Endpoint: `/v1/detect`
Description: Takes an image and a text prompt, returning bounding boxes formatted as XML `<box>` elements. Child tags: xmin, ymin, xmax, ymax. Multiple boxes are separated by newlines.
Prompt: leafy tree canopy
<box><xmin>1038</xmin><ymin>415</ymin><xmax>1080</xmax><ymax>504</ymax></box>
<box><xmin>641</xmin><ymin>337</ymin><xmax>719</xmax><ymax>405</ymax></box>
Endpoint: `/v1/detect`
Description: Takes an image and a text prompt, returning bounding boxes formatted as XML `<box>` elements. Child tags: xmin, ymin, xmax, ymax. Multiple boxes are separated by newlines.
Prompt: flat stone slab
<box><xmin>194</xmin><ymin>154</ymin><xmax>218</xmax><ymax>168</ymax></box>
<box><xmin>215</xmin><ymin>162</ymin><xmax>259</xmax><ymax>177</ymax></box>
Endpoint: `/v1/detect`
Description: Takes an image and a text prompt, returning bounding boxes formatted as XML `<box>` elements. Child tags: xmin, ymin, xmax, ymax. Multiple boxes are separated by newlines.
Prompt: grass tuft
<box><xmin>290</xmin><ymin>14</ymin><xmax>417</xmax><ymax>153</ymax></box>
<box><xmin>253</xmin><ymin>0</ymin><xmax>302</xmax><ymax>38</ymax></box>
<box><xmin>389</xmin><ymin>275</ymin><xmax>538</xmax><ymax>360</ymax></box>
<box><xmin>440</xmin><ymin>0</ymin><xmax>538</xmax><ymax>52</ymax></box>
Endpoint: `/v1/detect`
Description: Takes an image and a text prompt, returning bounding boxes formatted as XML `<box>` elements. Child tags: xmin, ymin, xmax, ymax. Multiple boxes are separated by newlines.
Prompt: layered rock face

──────────────────────────────

▸ **TASK BRIEF**: The whole listing above, restated word for word, is the required answer.

▸ **OUTPUT FOR THIS TASK**:
Endpoint: `/v1/detect`
Description: Takes an image and a text prompt, returning bounding boxes formatted as XML `<box>` elements. Child tags: xmin, ymin, xmax, ymax. Multiple boxes are separated by newlines.
Prompt: leafy tree canopy
<box><xmin>1038</xmin><ymin>415</ymin><xmax>1080</xmax><ymax>504</ymax></box>
<box><xmin>641</xmin><ymin>337</ymin><xmax>719</xmax><ymax>405</ymax></box>
Endpoint: `/v1/detect`
Description: Takes an image and a text prompt, returning bounding boxes formatted as XML `<box>` elements. Child tags: xmin, ymin, xmax, ymax. Multiple boxes are separated by newlines.
Prompt: flat stone slab
<box><xmin>194</xmin><ymin>154</ymin><xmax>218</xmax><ymax>168</ymax></box>
<box><xmin>215</xmin><ymin>162</ymin><xmax>259</xmax><ymax>177</ymax></box>
Endpoint: `/v1/detect`
Description: Takes an image and a text prompt, returning bounding boxes formatted as XML `<box>` elements. Child tags: xmin, ymin, xmax, ymax. Multiple boxes are separated by newlines.
Prompt: grass tuft
<box><xmin>290</xmin><ymin>14</ymin><xmax>417</xmax><ymax>153</ymax></box>
<box><xmin>253</xmin><ymin>0</ymin><xmax>302</xmax><ymax>38</ymax></box>
<box><xmin>389</xmin><ymin>275</ymin><xmax>538</xmax><ymax>360</ymax></box>
<box><xmin>440</xmin><ymin>0</ymin><xmax>538</xmax><ymax>52</ymax></box>
Endpoint: `/v1/detect`
Description: Takes an image and a text prompt, returning bounding boxes formatted as XML `<box>` elements. Child tags: xmin, ymin, xmax, ymax. Multiple boxes are separated by newlines.
Prompt: layered rock face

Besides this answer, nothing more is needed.